### MATERIAL FOR THIS TASK
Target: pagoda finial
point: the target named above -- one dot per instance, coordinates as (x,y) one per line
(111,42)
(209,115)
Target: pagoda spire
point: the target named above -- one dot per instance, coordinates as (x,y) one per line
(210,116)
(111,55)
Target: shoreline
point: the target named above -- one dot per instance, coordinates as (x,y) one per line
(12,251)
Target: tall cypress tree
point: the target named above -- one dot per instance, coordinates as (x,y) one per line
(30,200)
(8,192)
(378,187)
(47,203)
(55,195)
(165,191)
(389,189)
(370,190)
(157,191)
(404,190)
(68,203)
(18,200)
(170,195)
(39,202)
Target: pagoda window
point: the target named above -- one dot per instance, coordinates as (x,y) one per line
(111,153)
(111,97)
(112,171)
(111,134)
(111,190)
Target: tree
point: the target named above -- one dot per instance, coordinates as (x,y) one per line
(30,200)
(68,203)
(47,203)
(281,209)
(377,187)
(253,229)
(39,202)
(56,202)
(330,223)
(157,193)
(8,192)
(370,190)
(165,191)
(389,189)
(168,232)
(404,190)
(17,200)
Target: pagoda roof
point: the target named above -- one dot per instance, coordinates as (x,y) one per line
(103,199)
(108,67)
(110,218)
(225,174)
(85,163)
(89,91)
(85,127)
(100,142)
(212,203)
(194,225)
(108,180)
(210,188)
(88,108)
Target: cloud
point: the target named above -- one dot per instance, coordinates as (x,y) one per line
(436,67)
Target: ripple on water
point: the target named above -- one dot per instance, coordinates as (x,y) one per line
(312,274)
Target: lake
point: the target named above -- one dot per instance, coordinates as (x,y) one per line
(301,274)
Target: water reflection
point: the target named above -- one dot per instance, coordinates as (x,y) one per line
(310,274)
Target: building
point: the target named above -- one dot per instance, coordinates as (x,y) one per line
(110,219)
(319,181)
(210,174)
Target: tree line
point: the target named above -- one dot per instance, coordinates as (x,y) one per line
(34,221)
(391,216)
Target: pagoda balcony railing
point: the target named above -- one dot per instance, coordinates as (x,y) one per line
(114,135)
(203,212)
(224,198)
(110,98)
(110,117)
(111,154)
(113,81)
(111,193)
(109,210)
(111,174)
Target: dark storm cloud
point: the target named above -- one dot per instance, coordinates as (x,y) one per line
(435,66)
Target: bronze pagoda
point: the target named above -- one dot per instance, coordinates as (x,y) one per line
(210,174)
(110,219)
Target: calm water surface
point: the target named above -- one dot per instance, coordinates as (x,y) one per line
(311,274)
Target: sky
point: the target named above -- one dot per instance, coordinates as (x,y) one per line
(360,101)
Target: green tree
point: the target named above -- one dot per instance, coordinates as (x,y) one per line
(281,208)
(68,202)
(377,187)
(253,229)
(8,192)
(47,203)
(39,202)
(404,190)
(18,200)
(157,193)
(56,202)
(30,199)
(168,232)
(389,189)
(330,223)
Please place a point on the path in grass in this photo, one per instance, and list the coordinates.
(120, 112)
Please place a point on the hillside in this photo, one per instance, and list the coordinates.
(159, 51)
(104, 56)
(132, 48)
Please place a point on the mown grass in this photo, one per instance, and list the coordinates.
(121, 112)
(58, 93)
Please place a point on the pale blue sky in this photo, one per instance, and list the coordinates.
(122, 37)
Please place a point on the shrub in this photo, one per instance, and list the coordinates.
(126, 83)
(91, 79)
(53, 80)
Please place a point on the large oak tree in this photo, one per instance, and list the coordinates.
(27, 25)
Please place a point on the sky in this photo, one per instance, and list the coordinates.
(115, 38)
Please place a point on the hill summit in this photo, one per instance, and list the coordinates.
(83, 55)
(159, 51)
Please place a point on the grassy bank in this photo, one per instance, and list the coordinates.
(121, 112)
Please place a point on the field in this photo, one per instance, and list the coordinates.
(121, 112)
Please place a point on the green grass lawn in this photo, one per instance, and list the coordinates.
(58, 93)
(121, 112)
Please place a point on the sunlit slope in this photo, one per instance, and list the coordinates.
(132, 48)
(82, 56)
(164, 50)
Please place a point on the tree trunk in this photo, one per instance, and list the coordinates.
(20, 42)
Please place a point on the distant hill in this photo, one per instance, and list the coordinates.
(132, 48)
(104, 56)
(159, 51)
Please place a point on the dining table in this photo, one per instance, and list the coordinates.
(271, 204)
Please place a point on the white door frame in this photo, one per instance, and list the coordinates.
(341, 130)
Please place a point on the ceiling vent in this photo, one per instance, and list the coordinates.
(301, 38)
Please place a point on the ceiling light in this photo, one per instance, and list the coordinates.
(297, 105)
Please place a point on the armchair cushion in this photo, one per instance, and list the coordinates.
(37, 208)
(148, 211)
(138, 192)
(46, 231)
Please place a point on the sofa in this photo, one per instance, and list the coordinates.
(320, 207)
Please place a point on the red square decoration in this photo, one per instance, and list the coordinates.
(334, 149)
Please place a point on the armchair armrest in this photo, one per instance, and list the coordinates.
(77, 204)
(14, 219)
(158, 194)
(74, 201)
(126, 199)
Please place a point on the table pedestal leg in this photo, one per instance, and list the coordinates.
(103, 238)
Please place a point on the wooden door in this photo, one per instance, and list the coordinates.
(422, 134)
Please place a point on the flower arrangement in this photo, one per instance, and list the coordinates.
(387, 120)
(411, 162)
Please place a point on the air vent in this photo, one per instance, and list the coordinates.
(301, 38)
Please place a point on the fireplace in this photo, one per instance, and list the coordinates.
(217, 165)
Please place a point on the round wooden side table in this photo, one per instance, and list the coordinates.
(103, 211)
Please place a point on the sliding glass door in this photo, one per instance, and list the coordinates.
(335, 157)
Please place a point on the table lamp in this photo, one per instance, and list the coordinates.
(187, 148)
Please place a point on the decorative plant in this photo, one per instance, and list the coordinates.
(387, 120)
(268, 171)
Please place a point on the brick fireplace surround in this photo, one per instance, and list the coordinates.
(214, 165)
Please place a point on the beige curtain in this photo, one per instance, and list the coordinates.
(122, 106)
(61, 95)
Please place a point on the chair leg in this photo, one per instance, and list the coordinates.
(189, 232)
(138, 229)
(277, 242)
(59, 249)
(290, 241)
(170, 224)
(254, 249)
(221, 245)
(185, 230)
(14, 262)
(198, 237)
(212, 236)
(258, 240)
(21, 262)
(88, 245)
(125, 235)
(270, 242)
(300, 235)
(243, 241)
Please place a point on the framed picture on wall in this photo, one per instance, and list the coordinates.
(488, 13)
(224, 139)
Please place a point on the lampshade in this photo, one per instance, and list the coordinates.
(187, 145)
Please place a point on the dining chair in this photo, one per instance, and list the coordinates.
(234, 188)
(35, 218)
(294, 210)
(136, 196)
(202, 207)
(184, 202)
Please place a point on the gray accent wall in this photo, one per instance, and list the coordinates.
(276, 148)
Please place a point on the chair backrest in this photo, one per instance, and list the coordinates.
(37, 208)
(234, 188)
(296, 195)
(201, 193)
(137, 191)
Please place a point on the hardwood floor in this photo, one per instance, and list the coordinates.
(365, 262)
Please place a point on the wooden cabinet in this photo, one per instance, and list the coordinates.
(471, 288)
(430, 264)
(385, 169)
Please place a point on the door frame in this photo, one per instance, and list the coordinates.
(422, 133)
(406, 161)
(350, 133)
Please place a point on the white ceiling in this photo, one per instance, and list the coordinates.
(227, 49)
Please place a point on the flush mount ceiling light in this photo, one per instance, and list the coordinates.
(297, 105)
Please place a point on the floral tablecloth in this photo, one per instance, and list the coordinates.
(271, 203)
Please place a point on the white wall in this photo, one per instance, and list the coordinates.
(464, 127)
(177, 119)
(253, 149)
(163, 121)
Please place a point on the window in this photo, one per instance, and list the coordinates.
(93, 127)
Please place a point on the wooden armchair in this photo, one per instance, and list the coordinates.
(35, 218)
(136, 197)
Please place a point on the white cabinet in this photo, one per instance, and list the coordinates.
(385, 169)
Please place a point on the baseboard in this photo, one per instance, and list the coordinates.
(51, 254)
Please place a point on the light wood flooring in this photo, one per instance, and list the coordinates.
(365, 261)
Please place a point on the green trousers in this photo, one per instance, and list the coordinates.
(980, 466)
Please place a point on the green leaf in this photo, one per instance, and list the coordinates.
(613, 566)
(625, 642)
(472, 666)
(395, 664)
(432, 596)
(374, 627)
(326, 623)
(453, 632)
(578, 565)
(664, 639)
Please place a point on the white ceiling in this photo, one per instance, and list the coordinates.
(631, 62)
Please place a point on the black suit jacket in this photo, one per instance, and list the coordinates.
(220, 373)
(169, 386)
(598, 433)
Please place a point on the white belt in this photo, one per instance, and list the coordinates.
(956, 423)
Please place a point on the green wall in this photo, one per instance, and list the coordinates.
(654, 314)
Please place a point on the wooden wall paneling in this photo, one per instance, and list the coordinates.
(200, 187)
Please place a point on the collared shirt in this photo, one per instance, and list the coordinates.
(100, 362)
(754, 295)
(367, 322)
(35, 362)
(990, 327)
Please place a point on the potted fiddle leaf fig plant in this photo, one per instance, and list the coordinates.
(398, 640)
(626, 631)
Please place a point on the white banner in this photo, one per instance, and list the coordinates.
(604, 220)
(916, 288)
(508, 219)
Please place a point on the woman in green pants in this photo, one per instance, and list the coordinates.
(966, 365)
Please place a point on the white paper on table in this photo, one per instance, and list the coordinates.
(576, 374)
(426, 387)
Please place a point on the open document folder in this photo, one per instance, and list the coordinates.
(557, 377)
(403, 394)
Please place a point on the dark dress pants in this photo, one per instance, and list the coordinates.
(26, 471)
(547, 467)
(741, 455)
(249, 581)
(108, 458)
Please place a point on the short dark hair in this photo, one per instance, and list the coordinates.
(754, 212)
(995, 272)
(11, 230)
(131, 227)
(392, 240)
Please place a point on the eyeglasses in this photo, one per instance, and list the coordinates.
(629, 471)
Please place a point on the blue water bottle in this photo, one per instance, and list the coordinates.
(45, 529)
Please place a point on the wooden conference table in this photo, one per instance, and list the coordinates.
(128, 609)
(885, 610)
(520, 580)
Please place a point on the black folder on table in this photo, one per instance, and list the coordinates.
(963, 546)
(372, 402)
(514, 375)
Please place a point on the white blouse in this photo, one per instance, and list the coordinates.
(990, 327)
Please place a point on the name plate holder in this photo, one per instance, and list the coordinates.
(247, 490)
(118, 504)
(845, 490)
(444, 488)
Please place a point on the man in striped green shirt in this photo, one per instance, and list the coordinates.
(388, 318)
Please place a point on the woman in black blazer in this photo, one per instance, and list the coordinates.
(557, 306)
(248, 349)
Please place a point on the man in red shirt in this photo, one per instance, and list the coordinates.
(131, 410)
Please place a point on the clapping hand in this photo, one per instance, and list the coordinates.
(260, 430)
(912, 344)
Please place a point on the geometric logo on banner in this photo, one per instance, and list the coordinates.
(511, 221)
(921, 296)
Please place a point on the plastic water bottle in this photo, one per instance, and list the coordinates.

### WHAT NEEDS TO BE DONE
Find the word "pagoda" in the entries, then copy out every line that has it.

### THE ANSWER
Target: pagoda finial
Target: pagoda spire
Target: pagoda window
Target: pagoda roof
Target: pagoda balcony railing
Target: bronze pagoda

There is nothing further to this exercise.